[Stored items]
■ ■ ■ ■ ■
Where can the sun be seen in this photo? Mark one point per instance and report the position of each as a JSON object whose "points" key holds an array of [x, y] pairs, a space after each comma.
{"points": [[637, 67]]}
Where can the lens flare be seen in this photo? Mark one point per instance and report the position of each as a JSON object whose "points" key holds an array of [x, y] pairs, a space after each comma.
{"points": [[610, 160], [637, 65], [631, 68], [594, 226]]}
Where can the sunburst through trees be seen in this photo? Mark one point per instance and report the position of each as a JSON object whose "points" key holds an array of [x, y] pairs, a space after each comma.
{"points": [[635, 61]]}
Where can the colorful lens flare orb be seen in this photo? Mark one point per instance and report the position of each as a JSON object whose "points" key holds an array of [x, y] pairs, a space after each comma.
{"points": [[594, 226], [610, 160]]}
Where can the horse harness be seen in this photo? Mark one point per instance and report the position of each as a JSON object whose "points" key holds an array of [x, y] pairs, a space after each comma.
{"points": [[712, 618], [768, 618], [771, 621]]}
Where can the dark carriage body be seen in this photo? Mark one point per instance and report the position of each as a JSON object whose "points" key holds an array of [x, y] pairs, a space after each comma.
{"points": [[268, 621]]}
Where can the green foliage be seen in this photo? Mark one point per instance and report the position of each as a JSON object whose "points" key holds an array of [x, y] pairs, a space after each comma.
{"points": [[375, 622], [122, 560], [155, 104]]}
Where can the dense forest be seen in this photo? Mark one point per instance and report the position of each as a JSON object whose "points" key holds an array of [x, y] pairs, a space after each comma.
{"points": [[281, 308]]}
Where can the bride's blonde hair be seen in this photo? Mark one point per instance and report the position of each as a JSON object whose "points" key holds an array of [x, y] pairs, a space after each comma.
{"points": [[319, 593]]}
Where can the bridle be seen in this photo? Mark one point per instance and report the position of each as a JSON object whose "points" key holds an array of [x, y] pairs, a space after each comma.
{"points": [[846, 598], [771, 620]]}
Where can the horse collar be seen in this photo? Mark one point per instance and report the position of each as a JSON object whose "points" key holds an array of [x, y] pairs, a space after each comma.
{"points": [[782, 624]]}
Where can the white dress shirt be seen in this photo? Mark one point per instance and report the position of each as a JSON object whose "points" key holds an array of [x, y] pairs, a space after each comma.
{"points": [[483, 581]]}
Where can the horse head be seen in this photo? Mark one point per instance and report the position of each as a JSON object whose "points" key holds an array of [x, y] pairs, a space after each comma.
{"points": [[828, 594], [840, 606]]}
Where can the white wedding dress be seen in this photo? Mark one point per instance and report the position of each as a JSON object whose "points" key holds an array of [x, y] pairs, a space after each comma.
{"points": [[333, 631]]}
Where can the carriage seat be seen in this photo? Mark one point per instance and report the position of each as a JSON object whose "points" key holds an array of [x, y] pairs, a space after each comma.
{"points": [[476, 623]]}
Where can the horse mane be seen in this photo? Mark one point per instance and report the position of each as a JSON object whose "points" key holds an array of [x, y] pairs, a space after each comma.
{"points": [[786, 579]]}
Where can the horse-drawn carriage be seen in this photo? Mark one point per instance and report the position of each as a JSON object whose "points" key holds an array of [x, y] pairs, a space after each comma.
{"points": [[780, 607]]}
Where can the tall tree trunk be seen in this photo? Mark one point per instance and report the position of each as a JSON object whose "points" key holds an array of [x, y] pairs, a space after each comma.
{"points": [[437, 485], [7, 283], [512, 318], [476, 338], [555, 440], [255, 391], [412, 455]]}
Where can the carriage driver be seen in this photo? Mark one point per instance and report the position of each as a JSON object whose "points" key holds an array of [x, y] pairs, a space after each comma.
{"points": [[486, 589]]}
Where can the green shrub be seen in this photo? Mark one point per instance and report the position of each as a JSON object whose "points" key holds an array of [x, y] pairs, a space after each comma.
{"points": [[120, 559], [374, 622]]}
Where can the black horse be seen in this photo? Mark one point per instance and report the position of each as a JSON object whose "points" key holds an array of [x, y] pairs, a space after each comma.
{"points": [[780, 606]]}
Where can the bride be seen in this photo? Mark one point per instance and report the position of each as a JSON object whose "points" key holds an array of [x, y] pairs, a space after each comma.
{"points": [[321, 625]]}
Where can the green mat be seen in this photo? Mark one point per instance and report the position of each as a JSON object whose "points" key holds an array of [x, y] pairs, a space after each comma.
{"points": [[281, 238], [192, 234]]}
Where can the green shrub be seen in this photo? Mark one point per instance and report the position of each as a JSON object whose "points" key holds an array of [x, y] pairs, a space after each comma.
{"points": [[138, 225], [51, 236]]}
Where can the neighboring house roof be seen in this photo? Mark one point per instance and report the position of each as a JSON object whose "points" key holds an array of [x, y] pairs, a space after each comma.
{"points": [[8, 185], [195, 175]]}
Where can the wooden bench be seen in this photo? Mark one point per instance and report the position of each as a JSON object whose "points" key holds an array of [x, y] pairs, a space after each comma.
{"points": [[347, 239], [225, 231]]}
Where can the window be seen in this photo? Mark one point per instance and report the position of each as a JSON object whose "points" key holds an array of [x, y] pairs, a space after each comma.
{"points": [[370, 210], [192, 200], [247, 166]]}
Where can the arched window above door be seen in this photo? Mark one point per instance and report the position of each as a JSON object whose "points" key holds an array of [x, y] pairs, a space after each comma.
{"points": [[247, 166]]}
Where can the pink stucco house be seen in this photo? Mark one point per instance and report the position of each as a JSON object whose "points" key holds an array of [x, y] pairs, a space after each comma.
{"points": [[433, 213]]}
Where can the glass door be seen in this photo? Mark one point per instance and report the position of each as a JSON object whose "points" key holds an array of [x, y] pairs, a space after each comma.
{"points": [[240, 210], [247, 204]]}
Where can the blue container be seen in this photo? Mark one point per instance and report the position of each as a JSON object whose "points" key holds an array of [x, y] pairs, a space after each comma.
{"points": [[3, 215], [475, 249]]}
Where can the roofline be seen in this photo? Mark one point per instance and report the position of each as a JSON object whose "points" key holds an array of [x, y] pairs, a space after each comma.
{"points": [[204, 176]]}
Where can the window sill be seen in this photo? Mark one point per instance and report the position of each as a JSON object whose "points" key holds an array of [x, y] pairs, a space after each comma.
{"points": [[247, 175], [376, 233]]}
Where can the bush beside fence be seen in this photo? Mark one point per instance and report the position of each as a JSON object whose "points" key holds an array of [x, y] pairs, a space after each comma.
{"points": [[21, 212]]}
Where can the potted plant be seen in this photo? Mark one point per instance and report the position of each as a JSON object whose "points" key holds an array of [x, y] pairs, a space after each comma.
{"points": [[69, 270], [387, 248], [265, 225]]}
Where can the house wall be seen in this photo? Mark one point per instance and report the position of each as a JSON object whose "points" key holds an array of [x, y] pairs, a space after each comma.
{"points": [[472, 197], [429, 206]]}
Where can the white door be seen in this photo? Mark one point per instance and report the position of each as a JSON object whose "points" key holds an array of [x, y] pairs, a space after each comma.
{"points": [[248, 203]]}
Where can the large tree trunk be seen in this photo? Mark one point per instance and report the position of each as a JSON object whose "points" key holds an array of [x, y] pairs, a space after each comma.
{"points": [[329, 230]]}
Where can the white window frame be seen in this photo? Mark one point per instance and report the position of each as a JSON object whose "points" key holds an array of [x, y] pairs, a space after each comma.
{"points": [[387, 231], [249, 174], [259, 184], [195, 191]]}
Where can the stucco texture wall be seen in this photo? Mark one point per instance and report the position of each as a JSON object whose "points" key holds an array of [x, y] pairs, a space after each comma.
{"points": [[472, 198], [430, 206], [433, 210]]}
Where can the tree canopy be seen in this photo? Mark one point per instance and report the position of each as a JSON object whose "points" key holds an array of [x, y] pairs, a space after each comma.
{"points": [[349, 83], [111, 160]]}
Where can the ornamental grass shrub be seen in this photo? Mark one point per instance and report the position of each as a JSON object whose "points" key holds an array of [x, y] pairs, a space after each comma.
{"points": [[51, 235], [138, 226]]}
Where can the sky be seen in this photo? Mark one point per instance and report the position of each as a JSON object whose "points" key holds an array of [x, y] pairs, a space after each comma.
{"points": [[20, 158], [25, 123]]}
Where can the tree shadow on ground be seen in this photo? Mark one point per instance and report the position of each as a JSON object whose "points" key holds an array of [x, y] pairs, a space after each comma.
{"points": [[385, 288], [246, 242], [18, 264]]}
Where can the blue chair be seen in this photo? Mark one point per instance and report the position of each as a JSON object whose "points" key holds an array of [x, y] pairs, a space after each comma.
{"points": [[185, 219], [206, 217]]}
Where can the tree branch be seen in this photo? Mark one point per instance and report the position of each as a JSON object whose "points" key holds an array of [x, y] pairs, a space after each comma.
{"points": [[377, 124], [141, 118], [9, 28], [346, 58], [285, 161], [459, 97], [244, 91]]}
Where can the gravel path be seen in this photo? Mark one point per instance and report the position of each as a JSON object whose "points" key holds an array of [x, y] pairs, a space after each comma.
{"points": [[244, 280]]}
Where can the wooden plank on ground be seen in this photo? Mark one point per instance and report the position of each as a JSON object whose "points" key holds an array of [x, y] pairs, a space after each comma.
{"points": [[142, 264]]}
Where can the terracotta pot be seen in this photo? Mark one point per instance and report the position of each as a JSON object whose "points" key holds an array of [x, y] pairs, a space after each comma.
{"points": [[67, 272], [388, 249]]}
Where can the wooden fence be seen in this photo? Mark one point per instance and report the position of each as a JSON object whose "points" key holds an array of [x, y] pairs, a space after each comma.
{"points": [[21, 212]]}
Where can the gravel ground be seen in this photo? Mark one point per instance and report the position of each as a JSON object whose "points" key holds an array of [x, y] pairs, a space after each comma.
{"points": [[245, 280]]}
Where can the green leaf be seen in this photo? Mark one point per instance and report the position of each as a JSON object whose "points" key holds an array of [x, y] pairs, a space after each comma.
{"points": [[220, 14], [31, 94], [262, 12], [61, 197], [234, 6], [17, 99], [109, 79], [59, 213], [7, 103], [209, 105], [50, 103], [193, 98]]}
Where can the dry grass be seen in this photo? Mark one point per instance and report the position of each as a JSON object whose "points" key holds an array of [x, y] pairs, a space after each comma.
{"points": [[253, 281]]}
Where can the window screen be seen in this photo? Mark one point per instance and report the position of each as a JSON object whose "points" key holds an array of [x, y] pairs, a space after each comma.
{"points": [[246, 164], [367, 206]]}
■ ■ ■ ■ ■
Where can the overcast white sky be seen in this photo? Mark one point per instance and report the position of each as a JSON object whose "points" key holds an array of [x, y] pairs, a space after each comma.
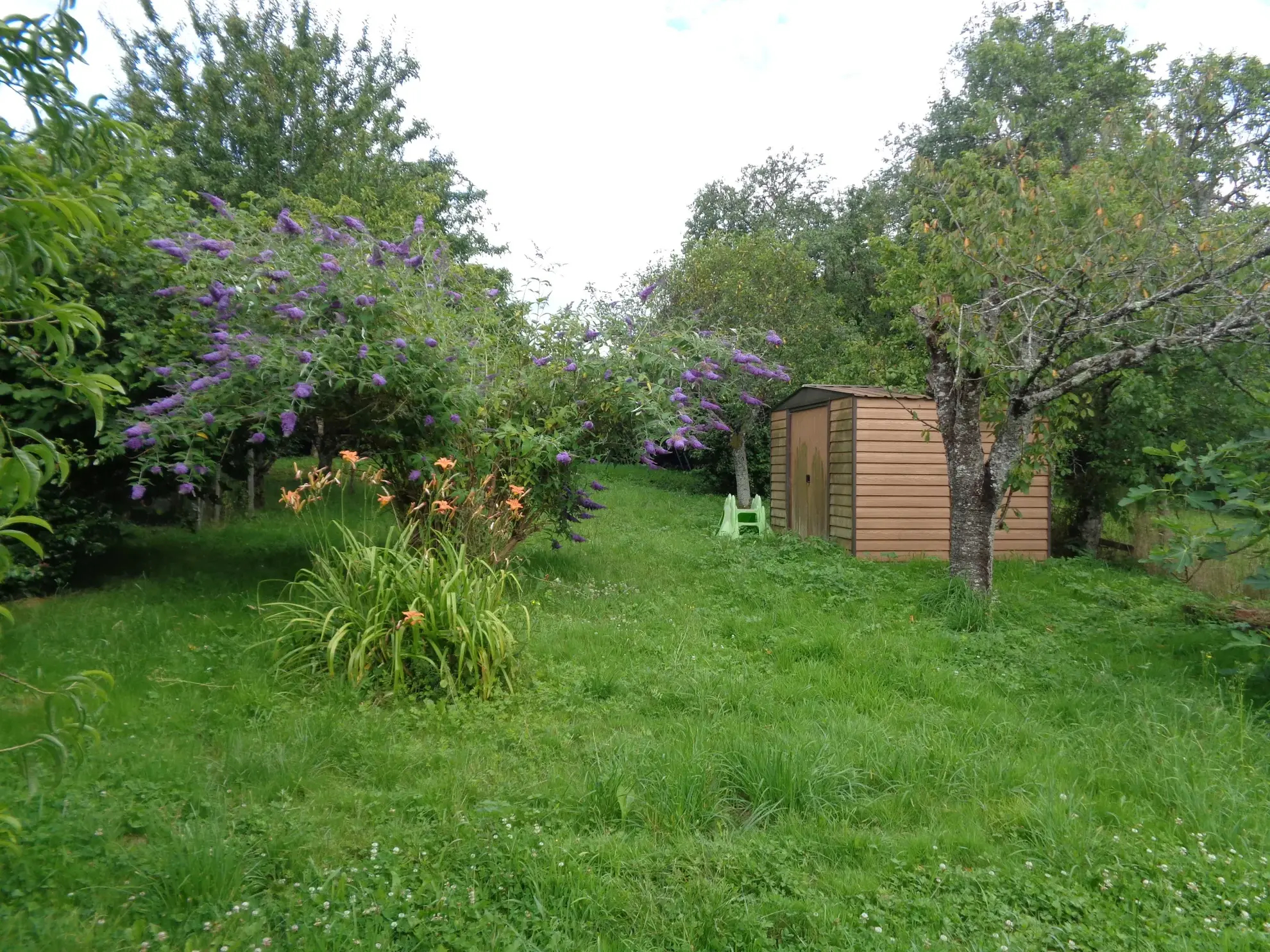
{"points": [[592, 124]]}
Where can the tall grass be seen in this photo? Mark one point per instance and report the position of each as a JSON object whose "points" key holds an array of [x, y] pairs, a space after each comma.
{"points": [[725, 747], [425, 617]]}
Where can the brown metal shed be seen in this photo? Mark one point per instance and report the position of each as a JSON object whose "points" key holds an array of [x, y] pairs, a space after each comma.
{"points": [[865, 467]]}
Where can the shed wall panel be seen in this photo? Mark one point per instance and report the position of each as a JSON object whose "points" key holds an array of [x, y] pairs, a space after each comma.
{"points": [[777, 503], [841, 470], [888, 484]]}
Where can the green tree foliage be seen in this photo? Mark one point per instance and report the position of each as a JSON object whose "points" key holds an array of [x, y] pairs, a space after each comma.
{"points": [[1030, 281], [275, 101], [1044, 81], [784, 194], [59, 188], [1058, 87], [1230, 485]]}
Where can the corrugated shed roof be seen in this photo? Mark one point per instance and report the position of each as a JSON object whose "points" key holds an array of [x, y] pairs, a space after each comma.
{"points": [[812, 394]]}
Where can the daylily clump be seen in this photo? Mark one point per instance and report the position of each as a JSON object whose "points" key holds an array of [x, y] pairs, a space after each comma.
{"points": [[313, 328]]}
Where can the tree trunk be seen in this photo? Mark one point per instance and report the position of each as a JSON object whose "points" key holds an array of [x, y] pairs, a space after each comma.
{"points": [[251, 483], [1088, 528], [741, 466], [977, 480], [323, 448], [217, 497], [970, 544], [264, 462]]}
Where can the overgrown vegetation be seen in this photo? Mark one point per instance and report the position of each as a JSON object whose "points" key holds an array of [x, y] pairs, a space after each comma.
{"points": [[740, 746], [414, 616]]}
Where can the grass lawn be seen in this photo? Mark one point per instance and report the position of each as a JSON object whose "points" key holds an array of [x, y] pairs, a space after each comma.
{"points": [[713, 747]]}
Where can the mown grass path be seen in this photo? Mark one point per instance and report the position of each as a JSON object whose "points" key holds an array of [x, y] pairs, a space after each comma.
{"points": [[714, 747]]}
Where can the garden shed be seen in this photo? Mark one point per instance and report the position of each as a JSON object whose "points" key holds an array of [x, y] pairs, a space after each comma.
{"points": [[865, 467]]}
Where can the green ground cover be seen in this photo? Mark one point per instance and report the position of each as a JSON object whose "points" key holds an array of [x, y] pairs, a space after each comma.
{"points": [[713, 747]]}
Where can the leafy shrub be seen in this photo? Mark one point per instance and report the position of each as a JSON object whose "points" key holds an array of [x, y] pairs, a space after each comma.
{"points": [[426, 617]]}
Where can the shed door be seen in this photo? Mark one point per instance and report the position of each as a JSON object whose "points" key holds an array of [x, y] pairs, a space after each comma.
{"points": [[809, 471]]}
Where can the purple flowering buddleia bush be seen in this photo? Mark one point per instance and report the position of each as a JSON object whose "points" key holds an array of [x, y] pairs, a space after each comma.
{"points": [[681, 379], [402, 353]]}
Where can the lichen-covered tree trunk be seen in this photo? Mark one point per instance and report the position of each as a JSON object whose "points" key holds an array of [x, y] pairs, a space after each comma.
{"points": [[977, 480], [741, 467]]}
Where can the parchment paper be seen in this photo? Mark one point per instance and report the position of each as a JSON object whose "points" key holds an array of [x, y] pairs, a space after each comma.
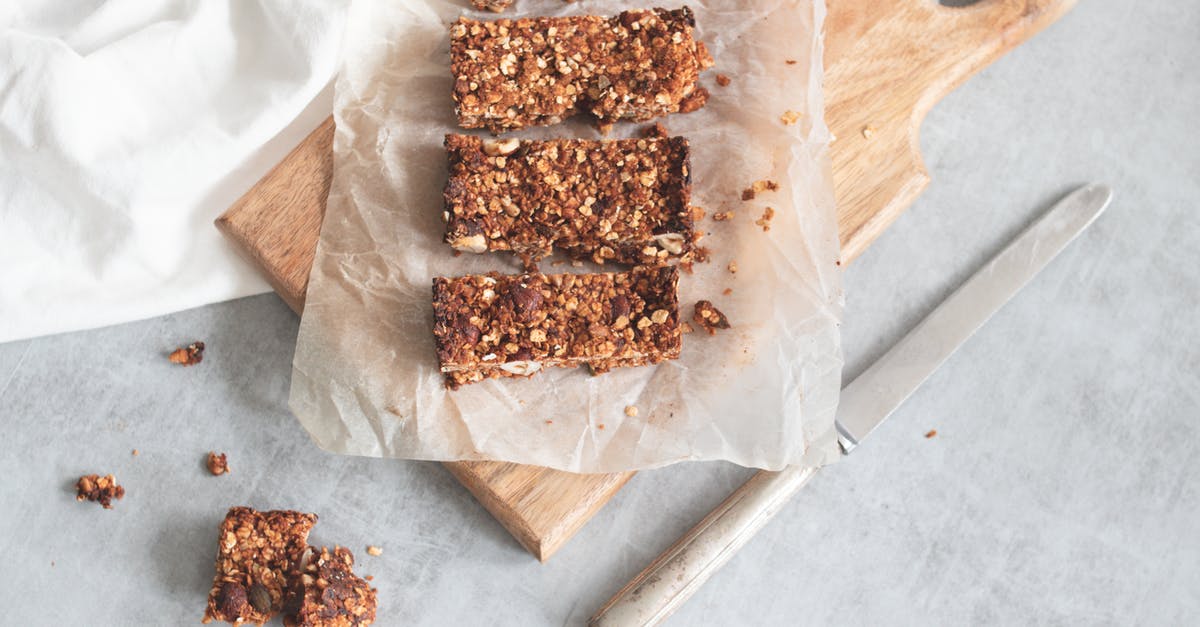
■ ■ ■ ■ ■
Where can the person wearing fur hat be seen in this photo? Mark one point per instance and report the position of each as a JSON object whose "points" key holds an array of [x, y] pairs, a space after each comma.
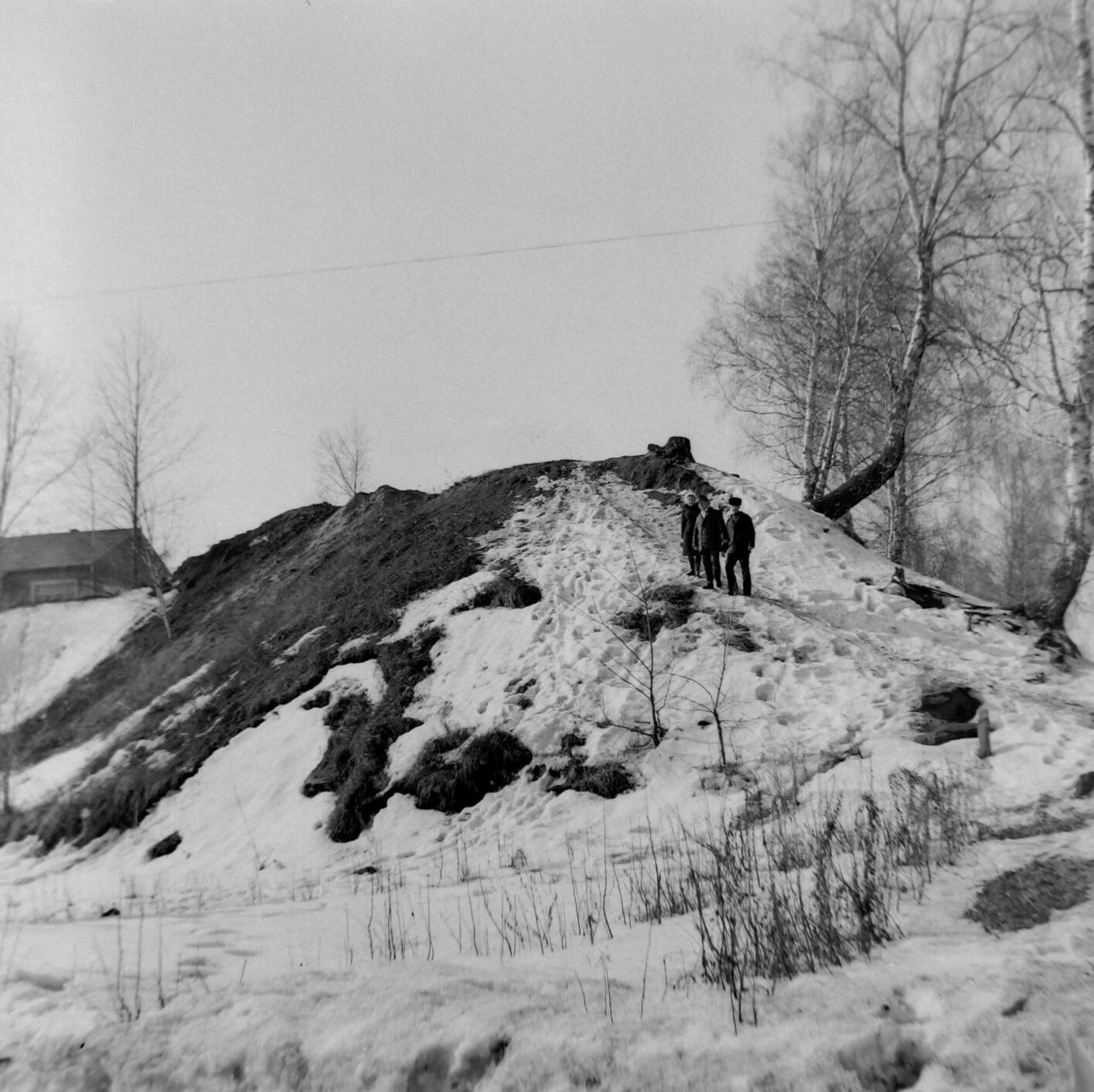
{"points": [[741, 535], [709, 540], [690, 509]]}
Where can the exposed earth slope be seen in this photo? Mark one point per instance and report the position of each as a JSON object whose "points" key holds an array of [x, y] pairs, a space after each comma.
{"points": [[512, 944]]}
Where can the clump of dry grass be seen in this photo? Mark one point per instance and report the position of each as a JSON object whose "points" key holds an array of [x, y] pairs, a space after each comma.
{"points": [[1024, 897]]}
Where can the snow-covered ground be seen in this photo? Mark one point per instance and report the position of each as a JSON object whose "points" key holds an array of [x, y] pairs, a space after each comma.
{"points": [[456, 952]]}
■ ■ ■ ■ ■
● THE TASK
Using the data above, reproduce exactly the lines from the line that contains "Where can the lichen-covered" through the line that contains "Where can the parchment", including both.

● SOLUTION TO THIS EXERCISE
Where can the lichen-covered tree trunk be seen in this photo? Mark one point per instance and report the position of each as a JSON object whose "points" key holds an array of [x, y] pairs, a space after each comma.
{"points": [[977, 480], [741, 467]]}
Where can the parchment paper be seen in this photo? Mark one point per instance and report the position of each as a JSON object whose "points" key holds an array of [x, y] pairs, a space after each comma.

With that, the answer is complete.